→ Exercise brief: Retype the material that follows, keeping every word as it is.

--- Data to use ---

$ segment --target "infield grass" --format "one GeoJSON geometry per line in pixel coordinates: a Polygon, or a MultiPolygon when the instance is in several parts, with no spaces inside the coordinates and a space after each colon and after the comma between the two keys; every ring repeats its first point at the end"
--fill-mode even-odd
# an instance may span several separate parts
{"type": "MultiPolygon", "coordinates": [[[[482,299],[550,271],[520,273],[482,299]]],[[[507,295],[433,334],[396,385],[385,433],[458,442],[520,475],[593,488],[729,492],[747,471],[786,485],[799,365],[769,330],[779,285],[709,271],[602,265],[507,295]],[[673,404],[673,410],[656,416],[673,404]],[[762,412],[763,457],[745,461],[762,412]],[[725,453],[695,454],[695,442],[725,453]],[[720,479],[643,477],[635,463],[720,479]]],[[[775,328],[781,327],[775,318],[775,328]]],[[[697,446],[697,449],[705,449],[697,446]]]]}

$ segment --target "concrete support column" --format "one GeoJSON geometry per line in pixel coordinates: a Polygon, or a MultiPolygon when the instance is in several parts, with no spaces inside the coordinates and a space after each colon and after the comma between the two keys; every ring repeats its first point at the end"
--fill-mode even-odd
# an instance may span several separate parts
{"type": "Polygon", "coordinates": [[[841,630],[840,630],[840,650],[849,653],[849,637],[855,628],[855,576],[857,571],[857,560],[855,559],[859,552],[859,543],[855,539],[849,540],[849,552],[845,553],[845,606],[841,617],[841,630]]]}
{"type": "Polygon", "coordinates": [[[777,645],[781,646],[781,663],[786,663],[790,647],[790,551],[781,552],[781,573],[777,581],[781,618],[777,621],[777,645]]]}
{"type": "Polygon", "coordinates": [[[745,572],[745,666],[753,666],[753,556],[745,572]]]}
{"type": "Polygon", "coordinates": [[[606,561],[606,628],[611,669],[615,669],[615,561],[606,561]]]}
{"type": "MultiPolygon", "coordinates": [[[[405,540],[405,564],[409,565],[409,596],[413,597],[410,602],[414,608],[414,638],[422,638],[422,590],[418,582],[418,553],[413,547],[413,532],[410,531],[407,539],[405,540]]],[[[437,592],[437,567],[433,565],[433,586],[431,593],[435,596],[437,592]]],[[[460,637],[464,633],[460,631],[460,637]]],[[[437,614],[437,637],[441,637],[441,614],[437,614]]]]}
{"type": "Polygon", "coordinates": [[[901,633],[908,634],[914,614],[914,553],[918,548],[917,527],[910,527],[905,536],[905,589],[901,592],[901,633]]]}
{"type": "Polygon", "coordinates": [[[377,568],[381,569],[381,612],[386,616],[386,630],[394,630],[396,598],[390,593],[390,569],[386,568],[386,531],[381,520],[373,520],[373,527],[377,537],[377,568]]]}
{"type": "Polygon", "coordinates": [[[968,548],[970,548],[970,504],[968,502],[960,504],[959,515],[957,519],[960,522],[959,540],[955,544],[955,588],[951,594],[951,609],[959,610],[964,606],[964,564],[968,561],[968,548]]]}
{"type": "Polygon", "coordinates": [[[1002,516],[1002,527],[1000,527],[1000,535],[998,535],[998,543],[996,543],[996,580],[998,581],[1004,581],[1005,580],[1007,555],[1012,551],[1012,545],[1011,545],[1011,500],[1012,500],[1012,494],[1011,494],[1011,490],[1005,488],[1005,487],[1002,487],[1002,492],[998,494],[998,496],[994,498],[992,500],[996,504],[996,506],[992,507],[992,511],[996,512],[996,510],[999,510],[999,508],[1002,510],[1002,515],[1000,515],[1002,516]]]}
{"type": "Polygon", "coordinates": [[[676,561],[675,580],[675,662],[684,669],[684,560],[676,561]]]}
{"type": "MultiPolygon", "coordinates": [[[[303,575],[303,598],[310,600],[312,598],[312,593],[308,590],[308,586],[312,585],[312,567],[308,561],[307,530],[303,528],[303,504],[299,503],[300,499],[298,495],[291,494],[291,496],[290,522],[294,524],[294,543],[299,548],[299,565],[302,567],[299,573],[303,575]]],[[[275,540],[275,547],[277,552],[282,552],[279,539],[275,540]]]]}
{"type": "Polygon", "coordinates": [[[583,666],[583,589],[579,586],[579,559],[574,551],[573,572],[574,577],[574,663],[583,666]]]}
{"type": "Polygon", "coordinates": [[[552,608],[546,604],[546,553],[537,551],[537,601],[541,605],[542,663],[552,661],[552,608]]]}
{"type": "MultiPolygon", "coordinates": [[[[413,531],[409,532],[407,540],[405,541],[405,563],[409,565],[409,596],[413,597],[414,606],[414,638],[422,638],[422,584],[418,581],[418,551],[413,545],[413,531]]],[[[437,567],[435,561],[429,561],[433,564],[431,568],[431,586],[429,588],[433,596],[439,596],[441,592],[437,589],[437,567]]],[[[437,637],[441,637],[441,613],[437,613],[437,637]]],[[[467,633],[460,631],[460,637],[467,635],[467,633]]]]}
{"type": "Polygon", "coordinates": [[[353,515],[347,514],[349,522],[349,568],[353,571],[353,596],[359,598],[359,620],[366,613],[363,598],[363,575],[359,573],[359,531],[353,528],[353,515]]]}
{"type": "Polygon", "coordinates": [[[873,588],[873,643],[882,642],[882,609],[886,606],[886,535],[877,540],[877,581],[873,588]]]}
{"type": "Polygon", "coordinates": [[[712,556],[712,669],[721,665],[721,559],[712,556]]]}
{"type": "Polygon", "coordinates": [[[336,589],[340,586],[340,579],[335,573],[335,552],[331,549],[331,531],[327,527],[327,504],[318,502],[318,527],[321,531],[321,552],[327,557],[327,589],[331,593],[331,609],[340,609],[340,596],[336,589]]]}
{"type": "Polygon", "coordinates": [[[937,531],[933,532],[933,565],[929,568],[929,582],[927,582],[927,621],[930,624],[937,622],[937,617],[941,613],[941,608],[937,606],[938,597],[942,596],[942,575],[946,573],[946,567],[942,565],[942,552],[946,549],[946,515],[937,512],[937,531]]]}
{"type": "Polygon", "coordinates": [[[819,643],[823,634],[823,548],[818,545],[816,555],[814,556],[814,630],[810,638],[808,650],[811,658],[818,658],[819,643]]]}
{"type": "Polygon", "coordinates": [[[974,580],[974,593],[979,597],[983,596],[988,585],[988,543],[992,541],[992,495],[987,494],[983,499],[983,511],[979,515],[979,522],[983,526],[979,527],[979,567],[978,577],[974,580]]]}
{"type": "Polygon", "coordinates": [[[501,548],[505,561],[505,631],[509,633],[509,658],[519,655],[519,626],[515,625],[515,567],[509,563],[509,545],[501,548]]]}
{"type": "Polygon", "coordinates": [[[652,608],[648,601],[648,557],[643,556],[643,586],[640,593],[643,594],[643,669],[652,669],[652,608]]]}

---

→ Response:
$ segment --target "infield grass" --format "one GeoJSON geometry per line in pixel coordinates: a Polygon, or a MultiPolygon when the instance is in several parts, with no spaces inside the coordinates and a space after each colon and after the comma between the two keys; every ring repeats its first point at the end"
--fill-mode even-odd
# an instance may span several separate parts
{"type": "MultiPolygon", "coordinates": [[[[482,299],[550,271],[520,273],[482,299]]],[[[507,295],[433,334],[396,385],[385,433],[458,442],[520,475],[593,488],[729,492],[747,471],[786,485],[799,365],[769,330],[779,285],[709,271],[602,265],[507,295]],[[673,404],[673,410],[656,416],[673,404]],[[762,412],[763,457],[745,461],[762,412]],[[725,453],[695,454],[695,442],[725,453]],[[720,479],[643,477],[635,463],[720,479]]],[[[775,328],[781,327],[775,318],[775,328]]],[[[697,446],[697,449],[705,449],[697,446]]]]}

$ segment --target "concrete support column" --format "one GeoJSON geometry per line in pixel coordinates: a Polygon, or a MultiPolygon when the instance is in several parts, with no spaces inside the coordinates and a space after each colon and after the comma between the two keys; every ring repeats its first point at the end"
--fill-mode even-odd
# an instance may span several separate parts
{"type": "Polygon", "coordinates": [[[841,630],[840,630],[840,650],[849,653],[849,637],[855,628],[855,576],[857,571],[857,560],[855,559],[859,552],[859,543],[855,539],[849,540],[849,552],[845,553],[845,606],[841,617],[841,630]]]}
{"type": "Polygon", "coordinates": [[[777,645],[781,646],[781,663],[786,663],[790,647],[790,551],[781,552],[781,573],[777,581],[781,618],[777,621],[777,645]]]}
{"type": "Polygon", "coordinates": [[[745,572],[745,666],[753,666],[753,556],[745,572]]]}
{"type": "Polygon", "coordinates": [[[606,561],[606,628],[611,669],[615,669],[615,561],[606,561]]]}
{"type": "MultiPolygon", "coordinates": [[[[405,540],[405,564],[409,565],[409,596],[413,597],[410,602],[414,608],[414,638],[422,638],[422,590],[418,582],[418,553],[413,547],[413,532],[410,531],[407,539],[405,540]]],[[[437,592],[437,567],[433,565],[433,586],[431,593],[435,596],[437,592]]],[[[460,637],[464,633],[460,631],[460,637]]],[[[437,614],[437,637],[441,637],[441,614],[437,614]]]]}
{"type": "Polygon", "coordinates": [[[901,633],[908,634],[914,614],[914,553],[918,548],[917,527],[910,527],[905,536],[905,589],[901,592],[901,633]]]}
{"type": "Polygon", "coordinates": [[[377,568],[381,569],[381,612],[386,616],[386,630],[394,630],[396,598],[390,593],[390,569],[386,568],[386,531],[381,520],[373,520],[373,527],[377,537],[377,568]]]}
{"type": "Polygon", "coordinates": [[[968,548],[970,548],[970,504],[968,502],[960,504],[959,515],[957,519],[960,522],[959,540],[955,544],[955,588],[951,594],[951,609],[959,610],[964,606],[964,564],[968,561],[968,548]]]}
{"type": "Polygon", "coordinates": [[[1002,516],[1002,527],[1000,527],[1000,535],[998,535],[998,543],[996,543],[996,580],[998,581],[1004,581],[1005,580],[1007,555],[1012,551],[1012,545],[1011,545],[1011,500],[1012,500],[1012,494],[1011,494],[1011,490],[1005,488],[1005,487],[1002,487],[1002,492],[998,494],[998,496],[994,498],[992,500],[996,504],[996,506],[992,507],[992,511],[996,512],[996,510],[999,510],[999,508],[1002,510],[1002,515],[1000,515],[1002,516]]]}
{"type": "Polygon", "coordinates": [[[676,561],[675,580],[675,662],[684,669],[684,560],[676,561]]]}
{"type": "MultiPolygon", "coordinates": [[[[303,575],[303,598],[310,600],[312,598],[312,593],[308,590],[308,586],[312,585],[312,567],[308,561],[307,530],[303,528],[303,504],[299,503],[300,499],[298,495],[291,494],[291,496],[290,522],[294,524],[294,543],[299,548],[299,565],[302,567],[299,573],[303,575]]],[[[275,540],[275,547],[277,552],[282,552],[279,539],[275,540]]]]}
{"type": "Polygon", "coordinates": [[[583,666],[583,589],[579,586],[579,559],[574,551],[573,572],[574,577],[574,663],[583,666]]]}
{"type": "Polygon", "coordinates": [[[552,608],[546,604],[546,553],[537,551],[537,601],[541,605],[542,663],[552,661],[552,608]]]}
{"type": "MultiPolygon", "coordinates": [[[[413,531],[409,532],[407,540],[405,541],[405,563],[409,565],[409,596],[413,597],[414,606],[414,638],[422,638],[422,584],[418,581],[418,551],[413,545],[413,531]]],[[[437,567],[435,561],[429,561],[433,564],[431,568],[431,586],[429,588],[433,596],[439,596],[441,592],[437,589],[437,567]]],[[[437,637],[441,637],[441,613],[437,613],[437,637]]],[[[467,633],[460,631],[460,637],[467,635],[467,633]]]]}
{"type": "Polygon", "coordinates": [[[353,515],[347,514],[349,522],[349,568],[353,571],[353,596],[359,598],[359,620],[366,613],[363,598],[363,575],[359,573],[359,531],[353,528],[353,515]]]}
{"type": "Polygon", "coordinates": [[[873,588],[873,643],[882,642],[882,609],[886,606],[886,535],[877,540],[877,581],[873,588]]]}
{"type": "Polygon", "coordinates": [[[712,556],[712,669],[721,665],[721,559],[712,556]]]}
{"type": "Polygon", "coordinates": [[[336,589],[340,586],[340,579],[335,573],[335,552],[331,549],[331,531],[327,527],[327,504],[318,502],[318,527],[321,531],[321,552],[327,557],[327,589],[331,593],[331,609],[340,609],[340,596],[336,589]]]}
{"type": "Polygon", "coordinates": [[[937,531],[933,532],[933,565],[929,568],[929,582],[927,582],[927,621],[930,624],[937,622],[937,617],[941,613],[941,608],[937,606],[938,597],[942,596],[942,575],[946,573],[946,567],[942,565],[942,552],[946,549],[946,515],[937,512],[937,531]]]}
{"type": "Polygon", "coordinates": [[[819,643],[823,634],[823,548],[818,545],[816,555],[814,556],[814,630],[810,638],[808,650],[811,658],[818,658],[819,643]]]}
{"type": "Polygon", "coordinates": [[[974,580],[974,593],[979,597],[983,596],[988,585],[988,543],[992,541],[992,495],[987,494],[983,499],[983,511],[979,515],[979,522],[983,526],[979,527],[979,567],[978,577],[974,580]]]}
{"type": "Polygon", "coordinates": [[[501,548],[505,561],[505,631],[509,633],[509,658],[519,655],[519,626],[515,625],[515,567],[509,563],[509,545],[501,548]]]}
{"type": "Polygon", "coordinates": [[[652,608],[648,601],[648,557],[643,556],[643,586],[640,593],[643,594],[643,669],[652,669],[652,608]]]}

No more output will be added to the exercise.